Extract the text of every item below word for word, leaving out the pictures.

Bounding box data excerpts
· · · · · · ·
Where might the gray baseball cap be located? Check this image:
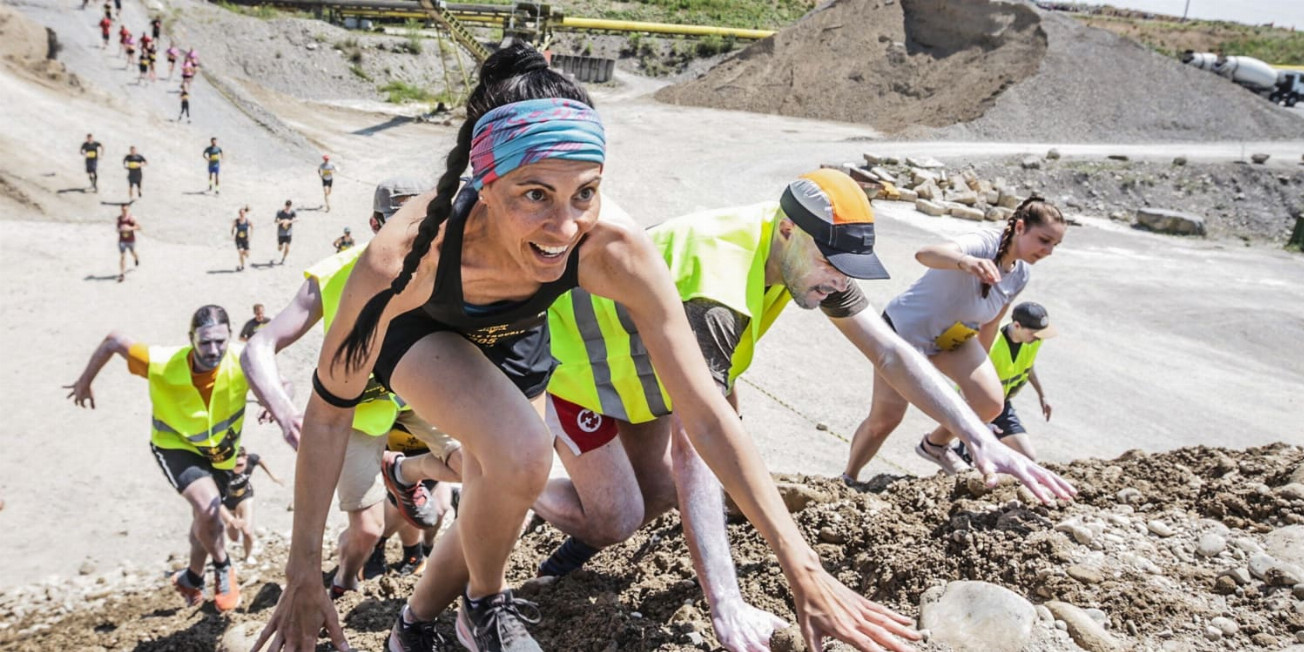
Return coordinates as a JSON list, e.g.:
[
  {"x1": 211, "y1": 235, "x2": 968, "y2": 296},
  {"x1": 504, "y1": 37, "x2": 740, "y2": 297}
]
[{"x1": 372, "y1": 176, "x2": 429, "y2": 219}]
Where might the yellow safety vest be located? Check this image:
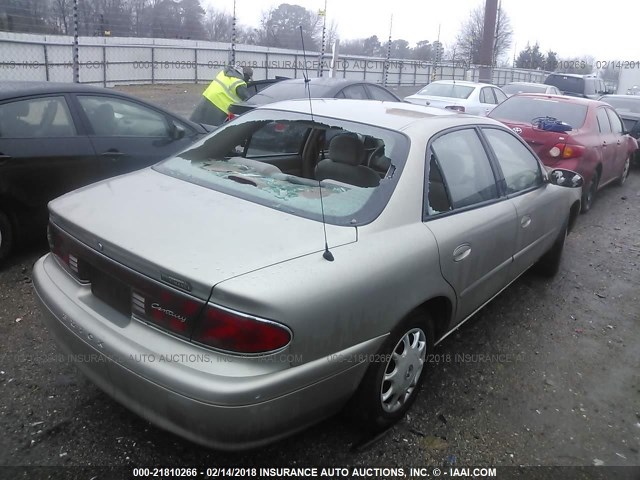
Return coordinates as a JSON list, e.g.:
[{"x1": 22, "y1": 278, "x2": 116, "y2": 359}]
[{"x1": 202, "y1": 70, "x2": 247, "y2": 112}]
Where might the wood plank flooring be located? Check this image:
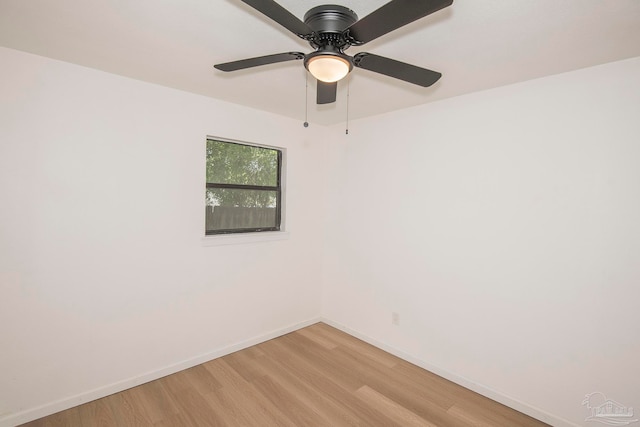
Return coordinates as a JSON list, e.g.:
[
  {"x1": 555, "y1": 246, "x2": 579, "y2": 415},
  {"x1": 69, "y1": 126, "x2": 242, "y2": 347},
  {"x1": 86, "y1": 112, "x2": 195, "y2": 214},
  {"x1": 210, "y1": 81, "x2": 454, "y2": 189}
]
[{"x1": 24, "y1": 323, "x2": 547, "y2": 427}]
· · · · · · ·
• _Response below_
Where might the gray baseball cap be located? Check this image:
Return coordinates as a JSON list, e.g.:
[
  {"x1": 211, "y1": 235, "x2": 968, "y2": 296},
  {"x1": 504, "y1": 37, "x2": 740, "y2": 297}
]
[{"x1": 372, "y1": 176, "x2": 429, "y2": 219}]
Where might the yellow safety vest be located? Check this image:
Return coordinates as a JSON list, e.g.:
[{"x1": 22, "y1": 278, "x2": 116, "y2": 359}]
[{"x1": 202, "y1": 70, "x2": 247, "y2": 112}]
Where might the wood plank flooring be located? Check this image:
Return coordinates as a JSON list, e.g.:
[
  {"x1": 555, "y1": 246, "x2": 579, "y2": 415},
  {"x1": 69, "y1": 126, "x2": 242, "y2": 347},
  {"x1": 86, "y1": 112, "x2": 195, "y2": 214},
  {"x1": 210, "y1": 81, "x2": 454, "y2": 189}
]
[{"x1": 24, "y1": 323, "x2": 547, "y2": 427}]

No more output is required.